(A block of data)
● ● ● ● ●

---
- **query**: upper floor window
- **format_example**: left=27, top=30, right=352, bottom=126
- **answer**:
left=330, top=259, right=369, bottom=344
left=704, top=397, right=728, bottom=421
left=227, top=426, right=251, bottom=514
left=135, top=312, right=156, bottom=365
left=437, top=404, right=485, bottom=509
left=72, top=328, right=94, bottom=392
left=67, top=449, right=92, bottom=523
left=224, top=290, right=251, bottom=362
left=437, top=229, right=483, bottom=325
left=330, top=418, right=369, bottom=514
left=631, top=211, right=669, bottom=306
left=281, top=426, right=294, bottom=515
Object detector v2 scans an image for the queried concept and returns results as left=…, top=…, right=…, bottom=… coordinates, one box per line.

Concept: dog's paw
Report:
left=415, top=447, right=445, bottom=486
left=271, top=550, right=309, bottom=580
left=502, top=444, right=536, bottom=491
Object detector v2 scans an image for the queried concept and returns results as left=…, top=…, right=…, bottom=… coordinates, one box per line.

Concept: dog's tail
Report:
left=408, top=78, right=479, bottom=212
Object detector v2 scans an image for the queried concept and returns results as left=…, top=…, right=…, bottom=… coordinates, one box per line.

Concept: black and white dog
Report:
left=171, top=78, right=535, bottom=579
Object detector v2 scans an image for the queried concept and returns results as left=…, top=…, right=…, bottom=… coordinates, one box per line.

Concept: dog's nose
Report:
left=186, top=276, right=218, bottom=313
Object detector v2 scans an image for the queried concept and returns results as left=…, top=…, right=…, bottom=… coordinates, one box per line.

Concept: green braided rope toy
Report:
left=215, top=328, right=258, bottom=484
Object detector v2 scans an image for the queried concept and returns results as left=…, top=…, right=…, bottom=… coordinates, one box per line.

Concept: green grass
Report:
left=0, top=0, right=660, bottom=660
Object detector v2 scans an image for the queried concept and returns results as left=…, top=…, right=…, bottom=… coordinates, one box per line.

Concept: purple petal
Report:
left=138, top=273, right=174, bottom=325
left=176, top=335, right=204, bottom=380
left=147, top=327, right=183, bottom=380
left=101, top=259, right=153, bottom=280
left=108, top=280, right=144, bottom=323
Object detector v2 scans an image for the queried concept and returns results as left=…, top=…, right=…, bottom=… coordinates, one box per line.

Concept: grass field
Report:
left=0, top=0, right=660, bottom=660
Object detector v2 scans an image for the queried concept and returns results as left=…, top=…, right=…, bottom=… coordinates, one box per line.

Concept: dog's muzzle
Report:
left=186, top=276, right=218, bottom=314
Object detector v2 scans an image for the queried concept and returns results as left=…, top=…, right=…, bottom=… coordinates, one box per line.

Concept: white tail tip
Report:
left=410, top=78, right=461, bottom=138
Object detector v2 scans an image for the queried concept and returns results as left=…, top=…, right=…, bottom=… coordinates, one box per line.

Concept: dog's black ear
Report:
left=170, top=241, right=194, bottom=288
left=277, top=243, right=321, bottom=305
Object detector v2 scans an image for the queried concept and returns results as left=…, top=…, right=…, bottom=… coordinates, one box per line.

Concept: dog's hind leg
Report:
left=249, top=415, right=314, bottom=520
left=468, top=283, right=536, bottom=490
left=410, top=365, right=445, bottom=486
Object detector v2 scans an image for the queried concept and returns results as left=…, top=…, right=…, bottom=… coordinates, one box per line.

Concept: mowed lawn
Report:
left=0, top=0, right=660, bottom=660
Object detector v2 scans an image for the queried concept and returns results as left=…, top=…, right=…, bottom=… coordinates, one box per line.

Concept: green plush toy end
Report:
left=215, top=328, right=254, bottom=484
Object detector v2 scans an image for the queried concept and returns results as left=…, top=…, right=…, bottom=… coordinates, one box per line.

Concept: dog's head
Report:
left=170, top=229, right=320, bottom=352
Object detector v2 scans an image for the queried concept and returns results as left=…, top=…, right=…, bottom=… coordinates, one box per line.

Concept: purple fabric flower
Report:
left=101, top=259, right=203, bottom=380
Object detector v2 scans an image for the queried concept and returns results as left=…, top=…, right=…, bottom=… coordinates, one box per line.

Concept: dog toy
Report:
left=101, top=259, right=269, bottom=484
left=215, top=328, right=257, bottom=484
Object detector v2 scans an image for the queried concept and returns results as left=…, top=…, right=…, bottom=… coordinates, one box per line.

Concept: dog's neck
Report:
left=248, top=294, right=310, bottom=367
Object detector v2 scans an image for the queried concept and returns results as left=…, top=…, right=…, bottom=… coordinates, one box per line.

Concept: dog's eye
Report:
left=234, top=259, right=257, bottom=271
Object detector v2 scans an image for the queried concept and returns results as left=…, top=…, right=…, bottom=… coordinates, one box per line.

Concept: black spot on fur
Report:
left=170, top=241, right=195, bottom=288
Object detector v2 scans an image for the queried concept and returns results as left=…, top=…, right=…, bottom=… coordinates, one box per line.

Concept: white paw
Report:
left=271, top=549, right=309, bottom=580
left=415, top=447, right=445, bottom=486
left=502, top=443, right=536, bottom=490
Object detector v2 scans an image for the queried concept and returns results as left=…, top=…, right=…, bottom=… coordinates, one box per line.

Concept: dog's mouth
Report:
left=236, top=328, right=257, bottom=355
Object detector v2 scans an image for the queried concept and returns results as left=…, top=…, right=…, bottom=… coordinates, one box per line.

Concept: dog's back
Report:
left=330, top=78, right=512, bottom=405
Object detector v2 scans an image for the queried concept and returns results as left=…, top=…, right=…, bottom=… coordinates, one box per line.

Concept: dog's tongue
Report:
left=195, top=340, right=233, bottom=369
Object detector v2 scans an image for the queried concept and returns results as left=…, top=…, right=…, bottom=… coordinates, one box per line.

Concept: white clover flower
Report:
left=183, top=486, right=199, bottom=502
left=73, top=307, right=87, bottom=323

● ● ● ● ●

Rewrite the lines from the start of the block through the line containing "left=437, top=229, right=483, bottom=325", replacing "upper floor window" with "second-story window" and leaving everything else as it is.

Answer in full —
---
- **query**: second-story window
- **format_example**: left=27, top=30, right=352, bottom=126
- **answer**:
left=330, top=259, right=369, bottom=344
left=704, top=397, right=728, bottom=421
left=227, top=426, right=251, bottom=514
left=135, top=312, right=156, bottom=365
left=437, top=404, right=485, bottom=509
left=72, top=328, right=94, bottom=392
left=67, top=449, right=92, bottom=523
left=224, top=290, right=251, bottom=362
left=437, top=229, right=483, bottom=325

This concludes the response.